Material shown Block Start

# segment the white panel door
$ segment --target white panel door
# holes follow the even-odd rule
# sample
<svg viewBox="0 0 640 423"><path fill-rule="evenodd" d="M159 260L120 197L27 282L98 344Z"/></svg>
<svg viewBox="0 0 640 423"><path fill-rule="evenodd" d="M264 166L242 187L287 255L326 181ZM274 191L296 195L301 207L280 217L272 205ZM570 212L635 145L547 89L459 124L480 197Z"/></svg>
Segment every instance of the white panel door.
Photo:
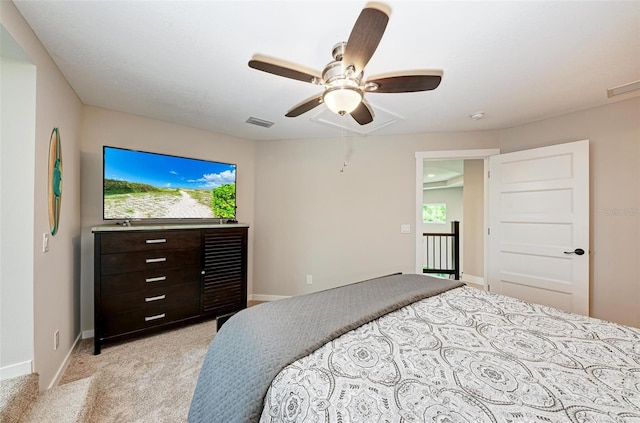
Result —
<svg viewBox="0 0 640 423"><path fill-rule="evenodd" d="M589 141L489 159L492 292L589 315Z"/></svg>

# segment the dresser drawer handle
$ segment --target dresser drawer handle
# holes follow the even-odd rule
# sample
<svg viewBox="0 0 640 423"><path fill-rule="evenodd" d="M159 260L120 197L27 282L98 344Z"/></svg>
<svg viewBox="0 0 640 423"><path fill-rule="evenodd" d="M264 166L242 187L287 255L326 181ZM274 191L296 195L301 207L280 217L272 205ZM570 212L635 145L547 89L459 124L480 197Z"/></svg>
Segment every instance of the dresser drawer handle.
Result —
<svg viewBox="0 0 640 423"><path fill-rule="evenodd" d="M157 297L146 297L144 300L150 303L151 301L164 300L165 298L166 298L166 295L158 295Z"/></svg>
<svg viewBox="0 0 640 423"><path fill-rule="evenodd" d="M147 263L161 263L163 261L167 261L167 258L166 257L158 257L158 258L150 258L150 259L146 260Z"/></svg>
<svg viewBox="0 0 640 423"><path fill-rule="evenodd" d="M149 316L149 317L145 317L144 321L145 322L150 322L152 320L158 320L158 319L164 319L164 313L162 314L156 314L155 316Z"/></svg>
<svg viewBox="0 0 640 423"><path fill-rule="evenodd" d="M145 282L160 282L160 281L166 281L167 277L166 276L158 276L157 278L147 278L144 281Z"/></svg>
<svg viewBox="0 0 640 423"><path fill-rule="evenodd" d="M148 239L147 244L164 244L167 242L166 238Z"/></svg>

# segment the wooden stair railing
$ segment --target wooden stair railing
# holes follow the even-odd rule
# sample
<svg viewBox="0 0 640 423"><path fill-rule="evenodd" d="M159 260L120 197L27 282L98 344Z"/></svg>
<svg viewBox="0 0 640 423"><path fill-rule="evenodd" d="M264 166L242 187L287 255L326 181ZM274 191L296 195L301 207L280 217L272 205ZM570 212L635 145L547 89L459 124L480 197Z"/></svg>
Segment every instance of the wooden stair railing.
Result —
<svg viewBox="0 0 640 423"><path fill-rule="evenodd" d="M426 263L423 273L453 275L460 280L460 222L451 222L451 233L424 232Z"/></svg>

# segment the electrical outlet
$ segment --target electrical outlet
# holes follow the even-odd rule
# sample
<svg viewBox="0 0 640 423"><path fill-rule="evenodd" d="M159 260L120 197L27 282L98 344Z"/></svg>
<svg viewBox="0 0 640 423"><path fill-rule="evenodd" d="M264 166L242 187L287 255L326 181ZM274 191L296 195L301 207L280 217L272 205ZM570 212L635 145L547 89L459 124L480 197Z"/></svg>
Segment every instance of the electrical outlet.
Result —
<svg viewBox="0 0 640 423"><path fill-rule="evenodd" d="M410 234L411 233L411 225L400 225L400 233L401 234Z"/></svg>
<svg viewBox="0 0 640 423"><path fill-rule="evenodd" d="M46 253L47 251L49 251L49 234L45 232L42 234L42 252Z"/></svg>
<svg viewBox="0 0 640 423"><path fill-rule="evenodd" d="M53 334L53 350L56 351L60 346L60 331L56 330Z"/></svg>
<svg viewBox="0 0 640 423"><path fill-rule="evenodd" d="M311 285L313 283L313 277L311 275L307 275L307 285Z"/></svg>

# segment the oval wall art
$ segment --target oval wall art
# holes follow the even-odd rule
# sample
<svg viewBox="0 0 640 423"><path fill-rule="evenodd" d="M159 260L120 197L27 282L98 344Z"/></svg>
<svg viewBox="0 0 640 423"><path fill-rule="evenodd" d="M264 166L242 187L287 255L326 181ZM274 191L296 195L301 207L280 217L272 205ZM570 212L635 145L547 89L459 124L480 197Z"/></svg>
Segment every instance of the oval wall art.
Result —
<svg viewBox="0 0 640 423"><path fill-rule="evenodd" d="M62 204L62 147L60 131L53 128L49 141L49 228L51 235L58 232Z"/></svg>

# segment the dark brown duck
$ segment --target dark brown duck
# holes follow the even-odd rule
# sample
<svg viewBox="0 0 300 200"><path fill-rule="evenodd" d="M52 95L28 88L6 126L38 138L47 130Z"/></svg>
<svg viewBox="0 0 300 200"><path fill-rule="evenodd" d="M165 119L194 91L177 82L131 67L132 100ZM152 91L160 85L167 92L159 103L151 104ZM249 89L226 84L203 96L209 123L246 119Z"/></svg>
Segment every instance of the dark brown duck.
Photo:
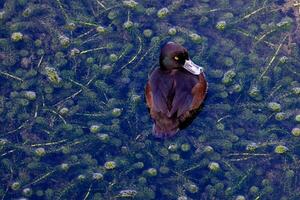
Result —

Material shown Block End

■ Assignment ■
When you write out the material, reproduce each line exactly and omit any picture it holds.

■ Task answer ■
# segment the white panel door
$ segment --target white panel door
# holes follow the even-odd rule
# sample
<svg viewBox="0 0 640 423"><path fill-rule="evenodd" d="M159 260L120 197L27 282L98 344Z"/></svg>
<svg viewBox="0 0 640 423"><path fill-rule="evenodd" d="M264 166L242 187L287 255L326 181ZM274 191L296 195L301 207L280 217L272 205ZM570 212L635 145L547 89L459 124L480 197Z"/></svg>
Segment every instance of the white panel door.
Photo:
Result —
<svg viewBox="0 0 640 423"><path fill-rule="evenodd" d="M589 141L489 159L492 292L589 315Z"/></svg>

# segment the dresser drawer handle
$ segment --target dresser drawer handle
# holes follow the even-odd rule
# sample
<svg viewBox="0 0 640 423"><path fill-rule="evenodd" d="M159 260L120 197L27 282L98 344Z"/></svg>
<svg viewBox="0 0 640 423"><path fill-rule="evenodd" d="M264 166L242 187L287 255L326 181ZM274 191L296 195L301 207L280 217L272 205ZM570 212L635 145L547 89L459 124L480 197Z"/></svg>
Segment every instance of the dresser drawer handle.
Result —
<svg viewBox="0 0 640 423"><path fill-rule="evenodd" d="M157 297L146 297L144 300L150 303L151 301L164 300L165 298L166 298L166 295L158 295Z"/></svg>
<svg viewBox="0 0 640 423"><path fill-rule="evenodd" d="M147 263L161 263L163 261L167 261L167 258L166 257L158 257L158 258L150 258L150 259L146 260Z"/></svg>
<svg viewBox="0 0 640 423"><path fill-rule="evenodd" d="M149 316L149 317L145 317L144 321L145 322L150 322L152 320L158 320L158 319L164 319L164 313L162 314L156 314L155 316Z"/></svg>
<svg viewBox="0 0 640 423"><path fill-rule="evenodd" d="M145 282L160 282L160 281L166 281L167 277L166 276L158 276L157 278L147 278L144 281Z"/></svg>
<svg viewBox="0 0 640 423"><path fill-rule="evenodd" d="M148 239L147 244L164 244L167 242L166 238Z"/></svg>

# segment the wooden stair railing
$ segment --target wooden stair railing
# holes follow the even-odd rule
# sample
<svg viewBox="0 0 640 423"><path fill-rule="evenodd" d="M159 260L120 197L27 282L98 344Z"/></svg>
<svg viewBox="0 0 640 423"><path fill-rule="evenodd" d="M264 166L242 187L287 255L326 181ZM274 191L296 195L301 207L280 217L272 205ZM570 212L635 145L547 89L459 124L480 197Z"/></svg>
Segment every instance of the wooden stair railing.
Result —
<svg viewBox="0 0 640 423"><path fill-rule="evenodd" d="M426 263L423 273L453 275L460 280L460 222L451 222L451 233L424 232Z"/></svg>

# segment the electrical outlet
$ segment --target electrical outlet
# holes follow the even-odd rule
# sample
<svg viewBox="0 0 640 423"><path fill-rule="evenodd" d="M159 260L120 197L27 282L98 344Z"/></svg>
<svg viewBox="0 0 640 423"><path fill-rule="evenodd" d="M264 166L242 187L287 255L326 181ZM274 191L296 195L301 207L280 217L272 205ZM570 212L635 145L547 89L459 124L480 197Z"/></svg>
Segment every instance of the electrical outlet.
Result —
<svg viewBox="0 0 640 423"><path fill-rule="evenodd" d="M410 234L411 233L411 225L400 225L400 233L401 234Z"/></svg>
<svg viewBox="0 0 640 423"><path fill-rule="evenodd" d="M46 253L47 251L49 251L49 234L45 232L42 234L42 252Z"/></svg>
<svg viewBox="0 0 640 423"><path fill-rule="evenodd" d="M53 334L53 350L56 351L60 346L60 331L56 330Z"/></svg>
<svg viewBox="0 0 640 423"><path fill-rule="evenodd" d="M311 285L313 283L313 277L311 275L307 275L307 285Z"/></svg>

# segment the oval wall art
$ segment --target oval wall art
# holes follow the even-odd rule
# sample
<svg viewBox="0 0 640 423"><path fill-rule="evenodd" d="M159 260L120 197L27 282L98 344Z"/></svg>
<svg viewBox="0 0 640 423"><path fill-rule="evenodd" d="M264 166L242 187L287 255L326 181ZM274 191L296 195L301 207L280 217L272 205ZM570 212L635 145L547 89L459 124L480 197Z"/></svg>
Segment every instance of the oval wall art.
Result —
<svg viewBox="0 0 640 423"><path fill-rule="evenodd" d="M62 204L62 147L60 131L53 128L49 141L49 228L51 235L58 232Z"/></svg>

# segment the dark brown duck
$ segment --target dark brown duck
# holes follow the even-odd rule
# sample
<svg viewBox="0 0 300 200"><path fill-rule="evenodd" d="M52 95L28 88L6 126L38 138L47 130Z"/></svg>
<svg viewBox="0 0 300 200"><path fill-rule="evenodd" d="M165 119L194 91L177 82L131 67L132 100ZM152 91L160 85L167 92L159 103L151 104ZM249 89L226 84L203 96L209 123L246 119Z"/></svg>
Segment every instance of the dark brown duck.
Photo:
Result —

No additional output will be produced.